Work order: Please print each record below exactly as it is written.

Stored items:
#####
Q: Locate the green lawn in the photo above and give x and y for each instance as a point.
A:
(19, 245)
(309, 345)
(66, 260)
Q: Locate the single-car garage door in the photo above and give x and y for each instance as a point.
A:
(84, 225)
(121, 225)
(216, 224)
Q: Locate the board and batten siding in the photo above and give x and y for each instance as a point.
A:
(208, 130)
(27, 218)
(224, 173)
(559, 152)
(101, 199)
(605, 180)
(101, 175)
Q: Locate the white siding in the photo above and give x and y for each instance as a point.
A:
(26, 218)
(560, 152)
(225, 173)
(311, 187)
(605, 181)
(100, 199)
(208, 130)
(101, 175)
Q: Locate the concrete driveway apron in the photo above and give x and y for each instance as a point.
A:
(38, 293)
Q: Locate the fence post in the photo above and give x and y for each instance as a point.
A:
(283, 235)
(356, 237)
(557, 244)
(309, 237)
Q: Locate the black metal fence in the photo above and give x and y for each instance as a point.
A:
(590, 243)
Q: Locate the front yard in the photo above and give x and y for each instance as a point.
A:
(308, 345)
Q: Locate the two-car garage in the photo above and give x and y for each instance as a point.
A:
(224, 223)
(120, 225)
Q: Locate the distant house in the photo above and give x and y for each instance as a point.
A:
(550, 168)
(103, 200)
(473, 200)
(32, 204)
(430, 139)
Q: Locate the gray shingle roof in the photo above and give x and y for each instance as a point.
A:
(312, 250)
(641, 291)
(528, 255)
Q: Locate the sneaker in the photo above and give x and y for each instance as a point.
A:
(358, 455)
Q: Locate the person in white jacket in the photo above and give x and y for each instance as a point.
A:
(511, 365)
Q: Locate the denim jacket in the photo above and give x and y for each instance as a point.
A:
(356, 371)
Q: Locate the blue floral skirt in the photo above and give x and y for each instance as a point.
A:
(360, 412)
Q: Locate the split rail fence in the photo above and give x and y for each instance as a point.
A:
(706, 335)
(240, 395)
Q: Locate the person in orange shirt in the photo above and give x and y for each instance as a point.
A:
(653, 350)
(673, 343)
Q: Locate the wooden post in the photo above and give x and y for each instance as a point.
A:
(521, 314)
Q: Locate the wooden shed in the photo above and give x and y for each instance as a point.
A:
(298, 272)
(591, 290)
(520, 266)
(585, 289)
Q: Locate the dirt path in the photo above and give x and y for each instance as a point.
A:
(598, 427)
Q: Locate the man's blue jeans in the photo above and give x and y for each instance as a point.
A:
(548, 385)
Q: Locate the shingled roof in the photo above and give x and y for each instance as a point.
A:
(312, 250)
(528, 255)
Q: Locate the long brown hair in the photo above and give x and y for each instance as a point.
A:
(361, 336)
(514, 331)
#####
Result of this exercise:
Q: Locate the green lawn in the photo above and give x and y for each instance as a point.
A:
(19, 245)
(309, 345)
(66, 260)
Q: Locate the single-car garage door in the photo above and give x and y for each instance as a point.
A:
(84, 225)
(121, 225)
(216, 224)
Q: Locate the board and batten siding in the photo above and give x and y for each instance as a point.
A:
(208, 130)
(27, 218)
(224, 173)
(559, 152)
(101, 199)
(605, 180)
(101, 175)
Q: Locate the white siding in the photo above and give x and y for each instance as a point.
A:
(26, 218)
(560, 152)
(225, 173)
(311, 187)
(605, 181)
(100, 199)
(208, 130)
(101, 175)
Q: Locate the concrete driveway apron in the photo above and give x and y for each instance as a point.
A:
(38, 293)
Q: Locate the fence post in the photo above and give x and y for each instance as a point.
A:
(283, 235)
(356, 237)
(557, 244)
(309, 237)
Q: Locate the black metal fence in the photo above and give x and y for each instance as a point.
A:
(590, 243)
Q: Locate the front yard in the photo above and give x and y for each instance as a point.
A:
(308, 345)
Q: Locate the two-car garage in the photo above and give x and y for each instance as a point.
A:
(224, 223)
(120, 225)
Q: Locate the distant house in the photo above and give x and y for each instance as a point.
A:
(550, 168)
(103, 200)
(473, 200)
(32, 204)
(430, 139)
Q: Locate the gray shingle roof in the photo above and give x and y for each instance as a point.
A:
(312, 250)
(641, 291)
(528, 255)
Q: Locate the sneaker in the photo above and give x and y for each instance as a point.
A:
(358, 455)
Q: Locate the person in white jacket in the photo above and give x and y for each instance as a point.
A:
(511, 365)
Q: Locate the denim jacket in the photo above and give x and y for each instance as a point.
A:
(356, 371)
Q: Locate the blue floral skirt in the photo above and give x and y for each instance as a point.
A:
(360, 412)
Q: Locate the split rail fence in the photo above and give x and y for each instance as a point.
A:
(706, 335)
(240, 395)
Q: Locate the person in orange shirt in the photo above and give x and y for each instance as a point.
A:
(653, 350)
(673, 343)
Q: Locate the wooden post in the photo above and give x and y for each instance as a point.
A:
(521, 314)
Q: Locate the wooden shed in the photo above and give x and y for each instance as a point.
A:
(298, 272)
(591, 290)
(520, 266)
(585, 289)
Q: Locate the dirt path in the photo above and give x and y for each instance as a point.
A:
(598, 427)
Q: Locate the man's blue jeans in the photo above and give x and y for each instance as a point.
A:
(548, 385)
Q: Locate the shingled roof in the photo above and give x and y for each instance as a point.
A:
(312, 250)
(528, 255)
Q: Locate the long brown hair in the photo above and give x and y for each instance as a point.
A:
(361, 336)
(514, 331)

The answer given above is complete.